:: Records supplied ::

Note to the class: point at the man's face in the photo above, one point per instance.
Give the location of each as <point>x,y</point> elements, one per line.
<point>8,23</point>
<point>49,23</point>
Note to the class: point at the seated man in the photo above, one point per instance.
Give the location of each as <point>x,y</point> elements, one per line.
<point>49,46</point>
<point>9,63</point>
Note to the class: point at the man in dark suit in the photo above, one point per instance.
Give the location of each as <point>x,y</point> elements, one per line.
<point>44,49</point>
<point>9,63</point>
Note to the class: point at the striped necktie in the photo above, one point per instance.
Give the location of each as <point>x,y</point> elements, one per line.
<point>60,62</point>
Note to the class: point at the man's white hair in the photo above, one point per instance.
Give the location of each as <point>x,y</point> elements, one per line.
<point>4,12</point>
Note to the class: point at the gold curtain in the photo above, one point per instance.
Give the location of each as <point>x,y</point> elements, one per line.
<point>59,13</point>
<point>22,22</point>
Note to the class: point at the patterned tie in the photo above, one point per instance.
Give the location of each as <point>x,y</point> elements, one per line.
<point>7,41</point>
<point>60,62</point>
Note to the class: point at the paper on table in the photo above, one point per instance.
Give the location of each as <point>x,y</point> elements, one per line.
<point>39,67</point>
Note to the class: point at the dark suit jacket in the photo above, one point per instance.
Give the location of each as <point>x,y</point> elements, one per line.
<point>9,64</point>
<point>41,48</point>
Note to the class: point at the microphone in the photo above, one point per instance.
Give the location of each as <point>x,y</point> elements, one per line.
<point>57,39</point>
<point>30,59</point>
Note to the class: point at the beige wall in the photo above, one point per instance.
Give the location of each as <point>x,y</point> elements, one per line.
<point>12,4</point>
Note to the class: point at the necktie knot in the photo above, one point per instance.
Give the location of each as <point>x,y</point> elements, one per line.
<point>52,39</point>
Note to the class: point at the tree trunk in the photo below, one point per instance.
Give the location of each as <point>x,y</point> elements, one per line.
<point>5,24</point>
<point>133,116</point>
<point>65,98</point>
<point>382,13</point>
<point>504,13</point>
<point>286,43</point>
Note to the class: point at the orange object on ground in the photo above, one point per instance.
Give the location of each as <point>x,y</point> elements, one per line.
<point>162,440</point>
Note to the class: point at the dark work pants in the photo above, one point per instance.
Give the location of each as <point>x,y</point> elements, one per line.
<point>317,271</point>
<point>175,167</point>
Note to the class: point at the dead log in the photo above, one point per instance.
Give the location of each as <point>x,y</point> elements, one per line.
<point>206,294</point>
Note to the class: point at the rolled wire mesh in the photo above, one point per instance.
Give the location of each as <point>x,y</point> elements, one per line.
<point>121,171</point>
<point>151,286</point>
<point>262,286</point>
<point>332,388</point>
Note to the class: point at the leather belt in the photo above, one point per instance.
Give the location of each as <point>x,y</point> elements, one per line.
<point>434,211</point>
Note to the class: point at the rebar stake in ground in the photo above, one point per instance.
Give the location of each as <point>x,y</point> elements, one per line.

:::

_Task objective_
Write out all of the data above again, substituting "Reminder for the class" for each occurrence of "Note to the class" and keeping every other character the same.

_Finished answer_
Reminder for the class: point at the man's face in the photo above, one point per instance.
Give the location of each as <point>x,y</point> elements, one per line.
<point>8,23</point>
<point>49,23</point>
Reminder for the class: point at the seated man in the photo above, one point per instance.
Give the location of each as <point>x,y</point> elements, one per line.
<point>49,46</point>
<point>9,63</point>
Reminder for the class: point at the man in dark suit in the photo above, one point per instance.
Give the location of each as <point>x,y</point> elements, one per line.
<point>44,49</point>
<point>9,63</point>
Reminder for the class: point at the striped necktie in the photo above, one point per instance.
Give the location of each as <point>x,y</point> elements, one per line.
<point>60,62</point>
Reminder for the class: point at the man's white hair in the photo above, one point per instance.
Give the location of each as <point>x,y</point> elements, one per line.
<point>4,12</point>
Reminder for the class: point at the gold curtain in the photo above, one point per instance.
Give the location of each as <point>x,y</point> elements, one per line.
<point>59,13</point>
<point>22,22</point>
Reminder for the class: point at the patterned tie in the photo above, one point per instance.
Give the location of each as <point>x,y</point> elements, one per line.
<point>7,41</point>
<point>60,62</point>
Reminder for the class: point at the paper on table in the photo above, one point per instance.
Give the location of each as <point>x,y</point> elements, one per line.
<point>39,67</point>
Reminder for the class: point at the dark suit jacket in the photo above, one point per instance.
Give the location of each as <point>x,y</point> elements, one per line.
<point>9,64</point>
<point>41,48</point>
Reminder for the class: point at the microphone in the photo above, one point per instance.
Give the location of each as <point>x,y</point> elements, one per line.
<point>57,39</point>
<point>30,59</point>
Reminder for the class: point at the beige wall in the photo above, one point per instance.
Give the location of each as <point>x,y</point> elements, one per line.
<point>12,4</point>
Reminder for the class: point at the necktie knot in the photo above, one point per instance.
Give the location of each as <point>x,y</point> elements, one per line.
<point>52,39</point>
Reminder for the class: point at the tree trunk in the photo below, one point per instance.
Give the location of each as <point>x,y</point> elements, one per line.
<point>5,24</point>
<point>133,116</point>
<point>65,98</point>
<point>382,13</point>
<point>504,13</point>
<point>286,43</point>
Reminder for the class: point at the orange object on ground in the photo above, one point per instance.
Give the location of each as <point>x,y</point> elements, one per line.
<point>162,440</point>
Reminder for the class: point at the dark work pants in the photo above, one point per instance.
Give the location of each as <point>x,y</point> elements, one per line.
<point>317,271</point>
<point>175,167</point>
Reminder for the class: point at the dead log in the photo above, one point per instance.
Give the location of each as <point>x,y</point> elements, one per line.
<point>206,294</point>
Reminder for the class: point at the rolled wire mesh in the photo above, one point per instance.
Give the location of each as <point>x,y</point> elements, one per line.
<point>121,171</point>
<point>151,286</point>
<point>262,286</point>
<point>332,388</point>
Reminder for the class: point at the leather belt in the photo above, one point per instance.
Give the location of each as <point>x,y</point> elements, one per line.
<point>434,211</point>
Reminder for the class: point at the rebar stake in ground in the photo above, one point per instance.
Give the location of each as <point>x,y</point> elements, one per line.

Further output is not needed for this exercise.